→ TASK TO CARRY OUT
Find every line below with the word "could" in it, and copy each of those lines out in full.

→ RAW DATA
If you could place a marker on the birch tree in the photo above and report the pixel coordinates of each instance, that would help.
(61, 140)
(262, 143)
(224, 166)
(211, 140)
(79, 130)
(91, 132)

→ RIGHT ANSWER
If you could place a marker on the birch tree in the photo above and report the pixel coordinates of each instance, that would help.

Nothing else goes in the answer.